Required work. Render every line of the entries below as a Markdown table with two columns, Row and Line, numbering the rows in order and omitting any blank lines.
::: Data in this exercise
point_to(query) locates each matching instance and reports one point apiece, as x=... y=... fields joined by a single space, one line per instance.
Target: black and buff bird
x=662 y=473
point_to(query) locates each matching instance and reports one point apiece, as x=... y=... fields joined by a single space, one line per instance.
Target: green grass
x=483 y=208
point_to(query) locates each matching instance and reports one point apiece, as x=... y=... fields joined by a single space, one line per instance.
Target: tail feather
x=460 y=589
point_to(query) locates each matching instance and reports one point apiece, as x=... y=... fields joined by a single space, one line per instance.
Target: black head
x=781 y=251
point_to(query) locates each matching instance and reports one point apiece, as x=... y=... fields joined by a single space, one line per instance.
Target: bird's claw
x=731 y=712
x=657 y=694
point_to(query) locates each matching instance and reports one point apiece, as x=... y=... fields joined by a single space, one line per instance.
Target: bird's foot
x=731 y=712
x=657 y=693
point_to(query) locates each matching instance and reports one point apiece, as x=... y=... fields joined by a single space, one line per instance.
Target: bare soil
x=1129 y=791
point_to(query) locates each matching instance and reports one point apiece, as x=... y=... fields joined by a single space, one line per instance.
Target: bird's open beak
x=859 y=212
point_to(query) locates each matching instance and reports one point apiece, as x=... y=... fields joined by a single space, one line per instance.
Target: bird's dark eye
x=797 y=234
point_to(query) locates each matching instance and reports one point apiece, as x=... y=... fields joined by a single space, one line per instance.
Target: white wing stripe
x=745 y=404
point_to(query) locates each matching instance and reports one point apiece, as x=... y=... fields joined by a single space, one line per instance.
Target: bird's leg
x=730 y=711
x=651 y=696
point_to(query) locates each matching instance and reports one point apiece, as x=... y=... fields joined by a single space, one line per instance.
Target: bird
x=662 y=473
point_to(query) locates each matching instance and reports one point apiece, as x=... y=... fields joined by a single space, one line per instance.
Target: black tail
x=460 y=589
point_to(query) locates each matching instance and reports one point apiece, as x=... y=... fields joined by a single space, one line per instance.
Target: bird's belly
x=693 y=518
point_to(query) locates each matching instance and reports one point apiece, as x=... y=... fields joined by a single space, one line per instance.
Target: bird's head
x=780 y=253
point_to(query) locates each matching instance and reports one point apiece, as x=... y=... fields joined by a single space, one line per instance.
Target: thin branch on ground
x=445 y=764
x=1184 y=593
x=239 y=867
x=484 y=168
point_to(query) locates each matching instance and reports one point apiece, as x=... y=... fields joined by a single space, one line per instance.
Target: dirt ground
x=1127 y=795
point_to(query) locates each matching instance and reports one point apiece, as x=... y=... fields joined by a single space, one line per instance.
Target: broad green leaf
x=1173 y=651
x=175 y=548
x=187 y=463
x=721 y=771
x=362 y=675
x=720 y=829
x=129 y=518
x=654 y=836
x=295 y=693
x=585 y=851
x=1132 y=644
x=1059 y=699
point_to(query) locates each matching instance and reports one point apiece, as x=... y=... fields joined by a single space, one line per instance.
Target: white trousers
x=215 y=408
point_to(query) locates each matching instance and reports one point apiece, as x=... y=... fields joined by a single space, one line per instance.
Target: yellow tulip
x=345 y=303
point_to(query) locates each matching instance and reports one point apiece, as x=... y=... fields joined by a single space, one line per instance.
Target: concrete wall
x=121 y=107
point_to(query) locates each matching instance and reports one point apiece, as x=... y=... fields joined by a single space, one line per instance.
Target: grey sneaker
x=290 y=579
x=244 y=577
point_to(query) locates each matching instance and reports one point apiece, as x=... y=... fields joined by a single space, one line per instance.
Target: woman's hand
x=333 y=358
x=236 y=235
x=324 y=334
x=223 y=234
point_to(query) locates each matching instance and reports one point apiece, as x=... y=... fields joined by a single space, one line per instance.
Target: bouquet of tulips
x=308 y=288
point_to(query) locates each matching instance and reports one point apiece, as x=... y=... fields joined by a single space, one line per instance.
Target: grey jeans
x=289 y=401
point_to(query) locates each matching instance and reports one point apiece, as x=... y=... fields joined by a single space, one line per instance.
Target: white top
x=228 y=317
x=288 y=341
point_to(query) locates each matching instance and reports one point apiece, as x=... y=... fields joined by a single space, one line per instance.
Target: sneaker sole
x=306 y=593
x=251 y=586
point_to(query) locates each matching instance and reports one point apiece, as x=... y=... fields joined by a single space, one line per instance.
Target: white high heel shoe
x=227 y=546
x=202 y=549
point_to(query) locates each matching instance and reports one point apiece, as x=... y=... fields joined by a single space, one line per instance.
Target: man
::::::
Answer to this problem.
| Row | Line |
|---|---|
| 1 | point_to(query) locates each matching instance and reports one point apiece, as x=... y=... fields joined by a single space, one line per instance. |
| 2 | Target: black and buff bird |
| 3 | x=662 y=473 |
| 4 | point_to(query) locates each matching instance and reports one point apiece, as x=... y=... fields joined by a single space, one line per instance. |
| 5 | Target: green grass |
| 6 | x=483 y=208 |
| 7 | point_to(query) locates each matching instance and reports one point apiece, as x=... y=... fields joined by a single space, one line per instance. |
| 8 | Target: tail feather |
| 9 | x=460 y=589 |
| 10 | point_to(query) locates each matching instance and reports one point apiece, as x=... y=... fields joined by a single space, one line per instance. |
| 11 | Target: black head |
| 12 | x=781 y=251 |
| 13 | point_to(query) locates each matching instance and reports one point apiece, as x=... y=... fields joined by a single space, one line per instance. |
| 14 | Target: bird's claw |
| 15 | x=731 y=712 |
| 16 | x=657 y=694 |
| 17 | point_to(query) locates each matching instance and reports one point apiece, as x=... y=... fields joined by a single space, one line per instance. |
| 18 | Target: bird's foot |
| 19 | x=731 y=712 |
| 20 | x=657 y=693 |
| 21 | point_to(query) locates each matching instance and reports one point apiece, as x=... y=... fields joined by a single space, one line per instance. |
| 22 | Target: bare soil |
| 23 | x=1129 y=791 |
| 24 | point_to(query) locates each matching instance and reports one point apiece, as x=... y=... fields joined by a single space, one line per instance. |
| 25 | Target: bird's open beak |
| 26 | x=859 y=212 |
| 27 | point_to(query) locates each matching instance and reports one point apiece, as x=... y=... fields joined by a single space, one line per instance. |
| 28 | Target: bird's dark eye |
| 29 | x=797 y=234 |
| 30 | point_to(query) locates each matching instance and reports one point apiece, as x=... y=... fields joined by a single space, one line per instance. |
| 31 | Target: white wing stripe |
| 32 | x=745 y=404 |
| 33 | point_to(query) locates each matching instance and reports one point apiece, as x=... y=... fields joined by a single space, one line per instance. |
| 34 | Target: bird's leg |
| 35 | x=730 y=711 |
| 36 | x=651 y=696 |
| 37 | point_to(query) locates each matching instance and reports one point apiece, as x=... y=... fields joined by a single space, one line per instance. |
| 38 | Target: bird |
| 39 | x=662 y=473 |
| 40 | point_to(query) locates each matching instance and reports one point apiece, as x=... y=... fields joined by a single space, one line per instance. |
| 41 | Target: black tail |
| 42 | x=460 y=589 |
| 43 | point_to(query) locates each matching instance and reports one point apiece, as x=... y=... fields joined by a single space, one line per instance. |
| 44 | Target: bird's belly |
| 45 | x=693 y=518 |
| 46 | point_to(query) locates each matching instance and reports one point apiece, as x=... y=... fields joined by a single space, one line per instance. |
| 47 | Target: bird's head |
| 48 | x=780 y=253 |
| 49 | point_to(query) locates each matching instance and reports one point apiece, as x=... y=... fields joined by a single space, one line per instance. |
| 50 | Target: thin branch on ground |
| 51 | x=445 y=764 |
| 52 | x=1184 y=593 |
| 53 | x=239 y=867 |
| 54 | x=484 y=168 |
| 55 | point_to(query) locates each matching instance and reports one point apiece, as x=... y=... fields joined by a single space, one line per instance. |
| 56 | Target: dirt ground |
| 57 | x=1127 y=795 |
| 58 | point_to(query) locates each matching instance and reports one point apiece, as x=... y=... fields joined by a single space, one line per instance. |
| 59 | Target: broad green leaf |
| 60 | x=1173 y=651 |
| 61 | x=175 y=548 |
| 62 | x=187 y=463 |
| 63 | x=721 y=771 |
| 64 | x=362 y=675 |
| 65 | x=720 y=829 |
| 66 | x=129 y=518 |
| 67 | x=654 y=836 |
| 68 | x=295 y=693 |
| 69 | x=585 y=851 |
| 70 | x=1132 y=644 |
| 71 | x=1059 y=699 |
| 72 | point_to(query) locates each matching instance and reports one point apiece, as x=... y=... fields joined by a single space, one line per instance. |
| 73 | Target: white trousers |
| 74 | x=215 y=408 |
| 75 | point_to(query) locates each matching instance and reports one point apiece, as x=... y=... fields joined by a single space, one line per instance. |
| 76 | Target: yellow tulip |
| 77 | x=345 y=303 |
| 78 | point_to(query) locates each matching instance and reports one point apiece, as x=... y=... fields joined by a single space, one line per instance. |
| 79 | Target: concrete wall |
| 80 | x=121 y=107 |
| 81 | point_to(query) locates each matching instance and reports one point apiece, as x=... y=... fields joined by a single space, one line per instance. |
| 82 | Target: grey sneaker |
| 83 | x=290 y=579 |
| 84 | x=244 y=577 |
| 85 | point_to(query) locates each matching instance and reports one point apiece, as x=... y=... fields joined by a single space, one line per instance. |
| 86 | Target: woman's hand |
| 87 | x=333 y=358 |
| 88 | x=236 y=235 |
| 89 | x=324 y=334 |
| 90 | x=223 y=234 |
| 91 | point_to(query) locates each matching instance and reports one point apiece, as x=... y=... fields joined by a single space, one line per instance. |
| 92 | Target: bouquet of tulips |
| 93 | x=308 y=288 |
| 94 | point_to(query) locates each matching instance and reports one point apiece, as x=... y=... fields joined by a single space, one line per instance. |
| 95 | Target: grey jeans |
| 96 | x=289 y=401 |
| 97 | point_to(query) locates each matching instance and reports one point apiece, as x=... y=... fields joined by a single space, one line per instance. |
| 98 | Target: white top |
| 99 | x=228 y=317 |
| 100 | x=288 y=341 |
| 101 | point_to(query) locates each matching instance and reports one point apiece, as x=... y=... fields joined by a single space, one line per instance. |
| 102 | Target: sneaker sole |
| 103 | x=306 y=593 |
| 104 | x=251 y=586 |
| 105 | point_to(query) locates each matching instance and reports one point apiece, as x=... y=... fields joined by a single space, one line per instance. |
| 106 | Target: white high heel shoe |
| 107 | x=227 y=546 |
| 108 | x=202 y=549 |
| 109 | point_to(query) locates each matching instance and reports one point apiece, as x=... y=... fields joined by a single space, one line per instance. |
| 110 | Target: man |